:: Prompt ::
Would you repeat the listing below exactly, with no pictures in it?

:: The data ::

====

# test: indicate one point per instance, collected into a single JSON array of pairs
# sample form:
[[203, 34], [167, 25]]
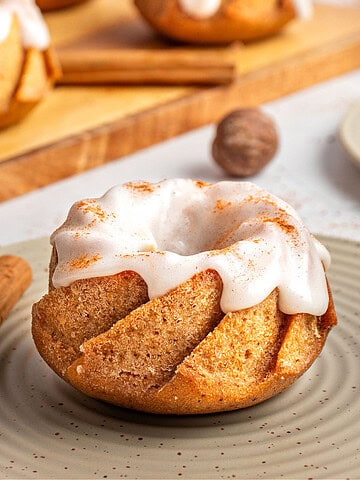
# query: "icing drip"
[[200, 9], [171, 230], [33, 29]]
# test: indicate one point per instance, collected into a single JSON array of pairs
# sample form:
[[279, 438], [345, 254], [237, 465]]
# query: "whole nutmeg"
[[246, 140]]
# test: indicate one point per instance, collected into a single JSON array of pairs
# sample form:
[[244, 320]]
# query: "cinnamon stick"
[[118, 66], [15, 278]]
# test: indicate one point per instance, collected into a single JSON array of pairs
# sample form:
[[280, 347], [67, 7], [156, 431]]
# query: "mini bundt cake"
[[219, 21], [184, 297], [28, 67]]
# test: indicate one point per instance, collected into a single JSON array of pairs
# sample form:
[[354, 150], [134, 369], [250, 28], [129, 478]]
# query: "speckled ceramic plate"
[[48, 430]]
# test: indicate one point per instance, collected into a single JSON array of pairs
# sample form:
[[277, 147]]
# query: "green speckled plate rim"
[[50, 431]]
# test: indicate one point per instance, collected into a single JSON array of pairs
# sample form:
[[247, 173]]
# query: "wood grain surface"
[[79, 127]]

====

:: Response to this exercise ::
# test: indicate one point per instance, collected into a single JSON array of pairs
# sample form:
[[203, 34], [167, 25]]
# query: "icing drip"
[[200, 9], [171, 230], [33, 29]]
# test: indicate one point per instance, collected into a single JSON array of pairs
# sample form:
[[279, 438], [345, 254], [237, 465]]
# query: "whole nutmeg"
[[246, 140]]
# test: indicate one point per instance, collected into a single JSON array of pairs
# sample form:
[[244, 320]]
# query: "cinnamon stick"
[[118, 66], [15, 278]]
# test: indicate one point per instance, collected into a single JSON array of pairs
# sample form:
[[280, 347], [67, 7], [156, 431]]
# query: "mini bundt cake"
[[219, 21], [184, 297], [28, 67]]
# test: indicate one point per instance, collected into a single JSON array of pairs
# sample form:
[[354, 150], [134, 369], [250, 28], [129, 478]]
# query: "speckled ceramic plate"
[[48, 430]]
# test: indicate one point per instance, collected into a single JSON array of pairs
# sample form:
[[277, 147]]
# query: "green speckled plate rim"
[[50, 431]]
# test: indicate one point per instance, collected into a single JSON array of pairs
# sample form:
[[247, 173]]
# query: "wood grain surface"
[[79, 127]]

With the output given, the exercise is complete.